EXERCISE GOAL. From the line with "If you could mark the porch post" through the final line, transcribe the material below character for character; include no other lines.

====== RECORDS SUPPLIED

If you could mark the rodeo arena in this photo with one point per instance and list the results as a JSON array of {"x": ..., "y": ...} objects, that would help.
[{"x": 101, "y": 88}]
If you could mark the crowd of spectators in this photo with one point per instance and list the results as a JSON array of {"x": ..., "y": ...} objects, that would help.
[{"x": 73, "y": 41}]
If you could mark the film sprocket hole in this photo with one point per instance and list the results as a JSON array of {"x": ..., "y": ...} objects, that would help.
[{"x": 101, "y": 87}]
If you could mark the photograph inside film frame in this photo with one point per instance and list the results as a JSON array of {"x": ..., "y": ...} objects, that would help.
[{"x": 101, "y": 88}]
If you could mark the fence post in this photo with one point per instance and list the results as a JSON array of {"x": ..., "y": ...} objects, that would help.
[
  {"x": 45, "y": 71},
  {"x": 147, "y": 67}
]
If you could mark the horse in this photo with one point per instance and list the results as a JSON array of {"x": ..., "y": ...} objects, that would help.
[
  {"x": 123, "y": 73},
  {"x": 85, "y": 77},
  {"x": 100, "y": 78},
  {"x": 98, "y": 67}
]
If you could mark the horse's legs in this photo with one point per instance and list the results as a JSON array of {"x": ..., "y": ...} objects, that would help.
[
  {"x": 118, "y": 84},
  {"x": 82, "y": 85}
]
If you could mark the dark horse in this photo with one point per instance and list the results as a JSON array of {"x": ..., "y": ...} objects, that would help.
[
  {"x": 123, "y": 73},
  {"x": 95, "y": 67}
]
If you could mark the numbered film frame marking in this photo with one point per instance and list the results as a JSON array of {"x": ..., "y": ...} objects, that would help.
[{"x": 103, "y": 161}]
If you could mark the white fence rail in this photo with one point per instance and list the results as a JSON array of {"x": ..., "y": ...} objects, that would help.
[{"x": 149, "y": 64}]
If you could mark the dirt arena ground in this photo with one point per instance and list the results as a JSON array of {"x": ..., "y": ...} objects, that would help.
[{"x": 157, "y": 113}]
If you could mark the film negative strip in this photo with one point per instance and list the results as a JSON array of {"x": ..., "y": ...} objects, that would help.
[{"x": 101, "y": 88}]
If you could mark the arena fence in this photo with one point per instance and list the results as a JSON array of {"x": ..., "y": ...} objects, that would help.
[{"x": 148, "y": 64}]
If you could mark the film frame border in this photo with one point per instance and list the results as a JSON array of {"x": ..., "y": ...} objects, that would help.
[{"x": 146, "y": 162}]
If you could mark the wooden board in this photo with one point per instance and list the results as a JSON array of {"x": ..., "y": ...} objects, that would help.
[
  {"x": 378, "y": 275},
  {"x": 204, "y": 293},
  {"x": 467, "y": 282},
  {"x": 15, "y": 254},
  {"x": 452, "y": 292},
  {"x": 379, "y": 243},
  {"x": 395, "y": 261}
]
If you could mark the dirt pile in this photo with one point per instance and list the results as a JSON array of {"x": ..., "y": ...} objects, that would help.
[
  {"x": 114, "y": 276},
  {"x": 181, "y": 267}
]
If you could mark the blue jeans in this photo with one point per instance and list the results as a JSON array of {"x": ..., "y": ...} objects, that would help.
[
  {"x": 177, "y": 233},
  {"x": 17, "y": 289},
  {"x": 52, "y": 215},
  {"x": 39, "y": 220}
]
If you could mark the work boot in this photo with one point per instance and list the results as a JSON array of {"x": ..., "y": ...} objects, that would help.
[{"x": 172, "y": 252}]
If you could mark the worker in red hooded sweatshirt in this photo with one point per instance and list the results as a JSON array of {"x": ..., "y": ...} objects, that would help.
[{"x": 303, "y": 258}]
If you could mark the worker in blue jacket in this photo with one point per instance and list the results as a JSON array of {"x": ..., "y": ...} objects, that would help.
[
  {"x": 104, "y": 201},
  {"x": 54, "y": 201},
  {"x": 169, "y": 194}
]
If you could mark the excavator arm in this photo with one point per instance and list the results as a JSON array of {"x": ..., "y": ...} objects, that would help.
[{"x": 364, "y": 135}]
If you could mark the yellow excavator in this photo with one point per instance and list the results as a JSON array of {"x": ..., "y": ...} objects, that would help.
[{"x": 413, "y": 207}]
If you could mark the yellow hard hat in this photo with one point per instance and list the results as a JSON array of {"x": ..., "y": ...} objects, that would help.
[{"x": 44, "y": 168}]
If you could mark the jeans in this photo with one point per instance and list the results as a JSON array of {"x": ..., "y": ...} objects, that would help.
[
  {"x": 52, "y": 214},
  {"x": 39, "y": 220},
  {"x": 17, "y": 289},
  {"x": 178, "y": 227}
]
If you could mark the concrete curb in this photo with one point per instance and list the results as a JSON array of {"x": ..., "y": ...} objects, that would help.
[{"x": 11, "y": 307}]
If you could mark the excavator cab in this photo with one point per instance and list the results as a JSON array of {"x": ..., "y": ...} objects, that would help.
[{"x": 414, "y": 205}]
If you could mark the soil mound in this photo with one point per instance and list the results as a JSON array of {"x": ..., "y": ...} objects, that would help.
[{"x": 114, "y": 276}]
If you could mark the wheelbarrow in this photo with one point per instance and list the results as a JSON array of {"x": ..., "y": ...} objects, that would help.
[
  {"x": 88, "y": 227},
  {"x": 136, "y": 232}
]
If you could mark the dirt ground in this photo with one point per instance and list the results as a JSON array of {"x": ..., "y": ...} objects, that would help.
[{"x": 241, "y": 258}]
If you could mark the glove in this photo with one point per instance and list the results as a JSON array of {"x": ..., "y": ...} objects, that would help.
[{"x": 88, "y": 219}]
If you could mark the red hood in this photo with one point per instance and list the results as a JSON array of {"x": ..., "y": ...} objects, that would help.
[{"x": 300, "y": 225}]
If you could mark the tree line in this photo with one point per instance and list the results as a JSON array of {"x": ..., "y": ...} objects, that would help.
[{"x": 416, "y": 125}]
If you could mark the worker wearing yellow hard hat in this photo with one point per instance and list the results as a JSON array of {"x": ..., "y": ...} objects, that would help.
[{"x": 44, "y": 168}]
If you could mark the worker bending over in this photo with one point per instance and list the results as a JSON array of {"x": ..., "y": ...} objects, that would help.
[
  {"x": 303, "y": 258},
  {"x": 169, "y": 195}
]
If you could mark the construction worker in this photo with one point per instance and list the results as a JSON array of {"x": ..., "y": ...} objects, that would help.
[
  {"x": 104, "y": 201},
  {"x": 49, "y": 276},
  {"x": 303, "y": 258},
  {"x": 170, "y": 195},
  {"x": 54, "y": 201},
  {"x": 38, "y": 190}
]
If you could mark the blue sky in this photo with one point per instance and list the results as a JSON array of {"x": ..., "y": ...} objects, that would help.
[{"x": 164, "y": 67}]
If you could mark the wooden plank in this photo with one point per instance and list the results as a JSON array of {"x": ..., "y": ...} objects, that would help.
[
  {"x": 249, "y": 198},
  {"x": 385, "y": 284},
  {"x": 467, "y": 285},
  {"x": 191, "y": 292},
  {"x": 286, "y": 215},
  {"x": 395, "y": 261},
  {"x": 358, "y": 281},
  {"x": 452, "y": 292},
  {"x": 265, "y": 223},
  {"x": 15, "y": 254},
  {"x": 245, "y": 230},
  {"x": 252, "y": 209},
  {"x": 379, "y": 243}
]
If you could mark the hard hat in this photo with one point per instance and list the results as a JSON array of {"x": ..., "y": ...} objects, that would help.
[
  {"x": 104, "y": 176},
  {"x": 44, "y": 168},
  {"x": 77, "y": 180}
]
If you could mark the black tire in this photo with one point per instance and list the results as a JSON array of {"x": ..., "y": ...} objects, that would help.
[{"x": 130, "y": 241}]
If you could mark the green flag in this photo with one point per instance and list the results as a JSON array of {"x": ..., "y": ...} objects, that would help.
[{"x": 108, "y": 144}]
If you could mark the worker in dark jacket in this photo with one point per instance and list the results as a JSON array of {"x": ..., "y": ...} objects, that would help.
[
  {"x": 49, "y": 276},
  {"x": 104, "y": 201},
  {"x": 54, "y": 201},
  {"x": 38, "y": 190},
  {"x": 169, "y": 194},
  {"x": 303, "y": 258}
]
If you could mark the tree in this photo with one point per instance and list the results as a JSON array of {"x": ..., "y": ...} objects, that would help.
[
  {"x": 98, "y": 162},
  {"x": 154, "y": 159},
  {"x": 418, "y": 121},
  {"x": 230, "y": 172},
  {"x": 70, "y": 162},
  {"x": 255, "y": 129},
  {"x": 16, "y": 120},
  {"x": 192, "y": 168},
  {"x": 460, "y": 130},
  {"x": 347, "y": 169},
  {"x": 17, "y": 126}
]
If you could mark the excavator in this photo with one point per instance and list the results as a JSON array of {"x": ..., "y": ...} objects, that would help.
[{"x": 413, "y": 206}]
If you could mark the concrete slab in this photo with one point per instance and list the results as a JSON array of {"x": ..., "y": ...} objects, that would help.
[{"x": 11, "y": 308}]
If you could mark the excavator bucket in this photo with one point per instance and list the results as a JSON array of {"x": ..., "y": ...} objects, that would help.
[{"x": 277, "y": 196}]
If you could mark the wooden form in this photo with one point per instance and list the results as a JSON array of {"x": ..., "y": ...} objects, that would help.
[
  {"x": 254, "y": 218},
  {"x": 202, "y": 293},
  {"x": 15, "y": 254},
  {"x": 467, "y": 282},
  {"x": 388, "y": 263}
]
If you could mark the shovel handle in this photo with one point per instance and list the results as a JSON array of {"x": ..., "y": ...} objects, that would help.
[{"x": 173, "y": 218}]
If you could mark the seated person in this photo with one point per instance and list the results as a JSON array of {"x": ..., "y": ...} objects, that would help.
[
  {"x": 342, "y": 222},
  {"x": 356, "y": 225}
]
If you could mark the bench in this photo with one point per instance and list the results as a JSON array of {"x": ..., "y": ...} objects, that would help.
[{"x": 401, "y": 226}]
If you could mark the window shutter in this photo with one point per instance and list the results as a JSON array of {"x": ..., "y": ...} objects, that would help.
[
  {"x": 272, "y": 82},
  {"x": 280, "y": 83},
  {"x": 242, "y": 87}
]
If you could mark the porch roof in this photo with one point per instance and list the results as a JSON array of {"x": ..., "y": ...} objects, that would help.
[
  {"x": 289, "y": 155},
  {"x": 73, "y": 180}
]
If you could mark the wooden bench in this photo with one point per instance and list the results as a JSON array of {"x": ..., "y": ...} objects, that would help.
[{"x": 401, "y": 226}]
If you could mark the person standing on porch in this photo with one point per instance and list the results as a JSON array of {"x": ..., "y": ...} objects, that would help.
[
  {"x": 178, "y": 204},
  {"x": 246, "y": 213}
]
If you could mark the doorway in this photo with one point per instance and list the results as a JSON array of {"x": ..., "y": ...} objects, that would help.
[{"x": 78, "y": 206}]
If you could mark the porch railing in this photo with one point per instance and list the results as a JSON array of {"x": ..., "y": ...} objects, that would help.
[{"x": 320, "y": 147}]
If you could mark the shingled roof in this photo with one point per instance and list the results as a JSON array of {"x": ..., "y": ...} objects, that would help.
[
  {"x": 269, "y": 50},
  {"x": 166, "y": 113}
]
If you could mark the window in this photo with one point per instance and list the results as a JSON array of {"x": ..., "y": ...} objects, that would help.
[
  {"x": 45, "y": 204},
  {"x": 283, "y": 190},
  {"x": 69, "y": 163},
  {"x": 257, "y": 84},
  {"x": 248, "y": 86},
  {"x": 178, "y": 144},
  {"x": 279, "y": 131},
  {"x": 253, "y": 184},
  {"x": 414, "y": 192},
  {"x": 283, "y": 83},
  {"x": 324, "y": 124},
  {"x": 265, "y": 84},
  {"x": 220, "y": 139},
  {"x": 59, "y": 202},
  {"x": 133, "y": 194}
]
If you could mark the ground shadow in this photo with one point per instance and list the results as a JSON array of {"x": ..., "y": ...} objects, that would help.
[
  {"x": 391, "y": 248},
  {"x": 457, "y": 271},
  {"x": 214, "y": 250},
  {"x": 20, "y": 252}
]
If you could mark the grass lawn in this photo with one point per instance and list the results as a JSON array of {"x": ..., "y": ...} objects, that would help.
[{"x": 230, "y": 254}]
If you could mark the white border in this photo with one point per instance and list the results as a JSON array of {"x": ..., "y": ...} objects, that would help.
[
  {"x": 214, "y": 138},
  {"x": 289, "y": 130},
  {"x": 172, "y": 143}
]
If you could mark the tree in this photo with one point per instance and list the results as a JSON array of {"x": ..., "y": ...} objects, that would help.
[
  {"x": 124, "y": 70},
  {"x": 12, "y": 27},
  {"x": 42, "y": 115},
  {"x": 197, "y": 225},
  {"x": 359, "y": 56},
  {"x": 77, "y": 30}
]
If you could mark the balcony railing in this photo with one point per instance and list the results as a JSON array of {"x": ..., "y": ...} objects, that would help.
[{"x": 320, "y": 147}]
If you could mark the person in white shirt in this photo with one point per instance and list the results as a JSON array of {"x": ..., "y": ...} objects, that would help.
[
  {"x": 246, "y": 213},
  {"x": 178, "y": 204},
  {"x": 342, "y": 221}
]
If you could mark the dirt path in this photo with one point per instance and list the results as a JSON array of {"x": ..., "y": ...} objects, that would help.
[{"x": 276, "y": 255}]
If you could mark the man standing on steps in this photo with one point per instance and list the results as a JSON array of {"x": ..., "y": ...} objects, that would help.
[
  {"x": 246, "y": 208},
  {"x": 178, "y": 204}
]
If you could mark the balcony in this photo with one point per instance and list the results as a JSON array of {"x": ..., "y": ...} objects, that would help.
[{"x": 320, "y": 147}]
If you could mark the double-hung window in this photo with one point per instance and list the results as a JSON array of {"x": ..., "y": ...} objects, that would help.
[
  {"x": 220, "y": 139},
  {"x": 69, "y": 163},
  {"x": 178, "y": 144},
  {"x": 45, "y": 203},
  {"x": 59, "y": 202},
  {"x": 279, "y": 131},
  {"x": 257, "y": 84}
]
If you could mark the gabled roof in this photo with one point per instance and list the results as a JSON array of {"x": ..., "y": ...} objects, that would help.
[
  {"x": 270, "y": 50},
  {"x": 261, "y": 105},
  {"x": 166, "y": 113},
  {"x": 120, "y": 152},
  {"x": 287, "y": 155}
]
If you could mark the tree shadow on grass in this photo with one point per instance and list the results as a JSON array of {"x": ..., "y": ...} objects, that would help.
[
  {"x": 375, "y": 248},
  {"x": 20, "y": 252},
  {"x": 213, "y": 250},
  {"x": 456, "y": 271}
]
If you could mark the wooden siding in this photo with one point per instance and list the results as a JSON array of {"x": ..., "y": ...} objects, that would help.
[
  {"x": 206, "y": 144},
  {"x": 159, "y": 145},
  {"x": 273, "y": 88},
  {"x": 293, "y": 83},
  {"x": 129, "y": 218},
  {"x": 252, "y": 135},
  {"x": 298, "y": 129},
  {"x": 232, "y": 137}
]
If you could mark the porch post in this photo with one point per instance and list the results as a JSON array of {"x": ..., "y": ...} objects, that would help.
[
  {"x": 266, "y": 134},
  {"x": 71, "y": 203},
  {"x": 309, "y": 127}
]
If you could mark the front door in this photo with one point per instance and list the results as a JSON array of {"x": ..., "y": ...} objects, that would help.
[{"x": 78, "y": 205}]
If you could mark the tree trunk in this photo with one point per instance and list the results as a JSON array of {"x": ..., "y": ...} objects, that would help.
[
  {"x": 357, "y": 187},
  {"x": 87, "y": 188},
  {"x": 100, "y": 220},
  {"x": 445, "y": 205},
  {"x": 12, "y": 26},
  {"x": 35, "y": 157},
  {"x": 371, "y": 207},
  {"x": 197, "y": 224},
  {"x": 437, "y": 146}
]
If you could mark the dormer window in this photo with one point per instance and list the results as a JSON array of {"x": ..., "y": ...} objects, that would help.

============

FINAL RESULT.
If you could mark the porch post in this photo with one point per instance and list the results as a JSON array of {"x": ..., "y": ...} objects, that would help.
[
  {"x": 266, "y": 134},
  {"x": 71, "y": 203},
  {"x": 309, "y": 127}
]
If you could mark the front door in this photo with one point per instance and list the results as a JSON array of {"x": ..., "y": ...} objects, that would help.
[{"x": 78, "y": 205}]
If you could mark the tree trunk in this photo with one point per instance and list the results as a JSON array of {"x": ..., "y": ...} objects, that would help.
[
  {"x": 357, "y": 187},
  {"x": 87, "y": 188},
  {"x": 100, "y": 220},
  {"x": 445, "y": 205},
  {"x": 12, "y": 26},
  {"x": 35, "y": 157},
  {"x": 371, "y": 207},
  {"x": 197, "y": 224},
  {"x": 437, "y": 146}
]
If you could mark the dormer window in this photo with one point per instance and list the results as a JSON array of {"x": ..., "y": ...} objects, that would help.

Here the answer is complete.